- WRITTEN REQUEST -
Beginning with the line where "pin: the regent" appears, restate the lines word for word through the last one in the listing.

<<<<

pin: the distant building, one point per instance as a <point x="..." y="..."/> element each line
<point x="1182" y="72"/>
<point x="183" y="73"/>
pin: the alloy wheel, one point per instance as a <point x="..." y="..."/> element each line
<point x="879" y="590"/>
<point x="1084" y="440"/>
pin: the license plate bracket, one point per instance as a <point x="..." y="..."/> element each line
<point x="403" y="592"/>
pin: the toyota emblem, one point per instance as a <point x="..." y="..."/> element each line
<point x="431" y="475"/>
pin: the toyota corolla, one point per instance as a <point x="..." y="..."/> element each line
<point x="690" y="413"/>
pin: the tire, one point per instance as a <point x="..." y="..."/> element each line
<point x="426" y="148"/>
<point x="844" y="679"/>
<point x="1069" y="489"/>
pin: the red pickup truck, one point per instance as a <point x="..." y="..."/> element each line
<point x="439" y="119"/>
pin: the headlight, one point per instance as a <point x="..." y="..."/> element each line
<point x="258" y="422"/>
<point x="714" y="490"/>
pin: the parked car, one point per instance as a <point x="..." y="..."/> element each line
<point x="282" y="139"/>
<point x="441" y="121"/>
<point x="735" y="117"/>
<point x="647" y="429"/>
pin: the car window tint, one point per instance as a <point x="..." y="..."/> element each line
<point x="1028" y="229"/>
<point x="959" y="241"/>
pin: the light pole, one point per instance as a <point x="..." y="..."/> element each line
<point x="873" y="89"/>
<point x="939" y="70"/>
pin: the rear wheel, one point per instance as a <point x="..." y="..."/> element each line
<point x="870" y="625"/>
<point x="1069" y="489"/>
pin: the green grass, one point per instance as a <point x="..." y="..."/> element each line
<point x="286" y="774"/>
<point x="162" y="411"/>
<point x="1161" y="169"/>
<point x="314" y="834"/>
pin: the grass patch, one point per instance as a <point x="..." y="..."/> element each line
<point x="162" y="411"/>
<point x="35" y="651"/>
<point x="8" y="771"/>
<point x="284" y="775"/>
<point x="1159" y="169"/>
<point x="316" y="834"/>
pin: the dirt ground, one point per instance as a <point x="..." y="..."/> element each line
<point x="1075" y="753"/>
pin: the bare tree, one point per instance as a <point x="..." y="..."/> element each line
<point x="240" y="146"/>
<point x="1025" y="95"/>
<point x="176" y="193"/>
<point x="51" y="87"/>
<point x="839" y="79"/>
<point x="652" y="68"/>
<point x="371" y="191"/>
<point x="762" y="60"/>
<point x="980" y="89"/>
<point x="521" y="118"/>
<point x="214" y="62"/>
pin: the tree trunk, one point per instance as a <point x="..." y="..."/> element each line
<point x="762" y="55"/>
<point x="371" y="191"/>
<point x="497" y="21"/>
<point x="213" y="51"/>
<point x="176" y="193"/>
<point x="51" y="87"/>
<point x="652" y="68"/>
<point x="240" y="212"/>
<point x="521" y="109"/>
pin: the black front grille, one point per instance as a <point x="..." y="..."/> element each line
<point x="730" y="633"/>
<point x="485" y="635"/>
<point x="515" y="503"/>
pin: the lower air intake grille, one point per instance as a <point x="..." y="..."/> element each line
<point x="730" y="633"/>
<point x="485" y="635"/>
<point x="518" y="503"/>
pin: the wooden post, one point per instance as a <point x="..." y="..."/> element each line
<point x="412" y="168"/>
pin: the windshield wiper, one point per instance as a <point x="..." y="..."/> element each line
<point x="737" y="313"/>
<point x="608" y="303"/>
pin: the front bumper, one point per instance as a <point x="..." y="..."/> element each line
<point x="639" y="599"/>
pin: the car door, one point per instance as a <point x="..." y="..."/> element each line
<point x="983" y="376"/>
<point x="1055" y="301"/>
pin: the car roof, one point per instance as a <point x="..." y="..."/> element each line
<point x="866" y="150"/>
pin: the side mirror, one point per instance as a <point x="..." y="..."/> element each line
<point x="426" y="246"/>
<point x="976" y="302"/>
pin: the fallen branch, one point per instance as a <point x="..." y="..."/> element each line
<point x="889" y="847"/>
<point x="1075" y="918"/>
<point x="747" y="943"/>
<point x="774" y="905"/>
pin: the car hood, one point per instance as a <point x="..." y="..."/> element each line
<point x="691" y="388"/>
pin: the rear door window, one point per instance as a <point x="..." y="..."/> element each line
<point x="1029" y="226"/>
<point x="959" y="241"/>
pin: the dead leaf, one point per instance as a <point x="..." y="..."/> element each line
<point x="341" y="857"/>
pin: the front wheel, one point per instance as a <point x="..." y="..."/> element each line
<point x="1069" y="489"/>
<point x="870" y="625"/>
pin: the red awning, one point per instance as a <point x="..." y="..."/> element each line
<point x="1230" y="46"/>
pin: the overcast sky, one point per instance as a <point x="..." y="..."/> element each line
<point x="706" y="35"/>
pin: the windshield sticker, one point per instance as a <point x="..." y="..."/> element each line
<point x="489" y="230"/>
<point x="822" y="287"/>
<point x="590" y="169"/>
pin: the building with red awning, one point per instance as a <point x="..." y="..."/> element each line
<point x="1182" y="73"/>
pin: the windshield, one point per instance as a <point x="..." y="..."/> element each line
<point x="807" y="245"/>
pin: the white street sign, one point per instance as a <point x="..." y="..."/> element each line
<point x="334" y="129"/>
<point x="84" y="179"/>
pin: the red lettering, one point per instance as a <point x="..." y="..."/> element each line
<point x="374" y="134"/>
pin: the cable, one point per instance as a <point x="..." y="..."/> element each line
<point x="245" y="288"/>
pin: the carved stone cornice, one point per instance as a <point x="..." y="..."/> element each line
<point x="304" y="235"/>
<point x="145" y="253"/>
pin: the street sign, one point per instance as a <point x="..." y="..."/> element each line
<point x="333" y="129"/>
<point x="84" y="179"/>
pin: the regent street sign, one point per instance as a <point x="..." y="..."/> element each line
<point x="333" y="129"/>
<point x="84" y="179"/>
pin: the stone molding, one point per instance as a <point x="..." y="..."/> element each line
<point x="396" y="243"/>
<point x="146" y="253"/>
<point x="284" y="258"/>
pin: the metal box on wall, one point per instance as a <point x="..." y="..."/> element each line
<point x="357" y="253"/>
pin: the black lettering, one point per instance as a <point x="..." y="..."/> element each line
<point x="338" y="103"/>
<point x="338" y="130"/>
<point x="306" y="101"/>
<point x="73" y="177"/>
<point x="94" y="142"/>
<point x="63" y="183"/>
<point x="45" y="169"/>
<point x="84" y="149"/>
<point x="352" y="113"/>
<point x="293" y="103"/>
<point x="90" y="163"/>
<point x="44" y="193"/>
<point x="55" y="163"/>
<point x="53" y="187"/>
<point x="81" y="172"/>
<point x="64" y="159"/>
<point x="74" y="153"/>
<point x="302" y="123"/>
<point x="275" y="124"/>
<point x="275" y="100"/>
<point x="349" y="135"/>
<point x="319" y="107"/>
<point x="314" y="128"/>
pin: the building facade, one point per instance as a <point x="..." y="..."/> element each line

>>>>

- WORKED SOLUTION -
pin: the regent street sign, one point per instance as a <point x="..." y="..."/> element each line
<point x="333" y="129"/>
<point x="84" y="179"/>
pin: the stone molding, one point per instance as a <point x="..." y="..."/> element each line
<point x="396" y="243"/>
<point x="146" y="253"/>
<point x="284" y="258"/>
pin: the metal box on wall, one point per instance as a <point x="..." y="..."/> element each line
<point x="357" y="253"/>
pin: the black lettering, one point per instance as a <point x="..." y="..."/> element each line
<point x="338" y="103"/>
<point x="338" y="130"/>
<point x="306" y="101"/>
<point x="73" y="177"/>
<point x="94" y="142"/>
<point x="63" y="183"/>
<point x="45" y="169"/>
<point x="84" y="149"/>
<point x="352" y="113"/>
<point x="293" y="103"/>
<point x="90" y="163"/>
<point x="44" y="193"/>
<point x="55" y="163"/>
<point x="53" y="187"/>
<point x="81" y="172"/>
<point x="64" y="159"/>
<point x="74" y="153"/>
<point x="302" y="123"/>
<point x="275" y="124"/>
<point x="275" y="100"/>
<point x="349" y="135"/>
<point x="319" y="107"/>
<point x="314" y="128"/>
pin: the building facade, one point per instance as a <point x="..." y="..."/> element each line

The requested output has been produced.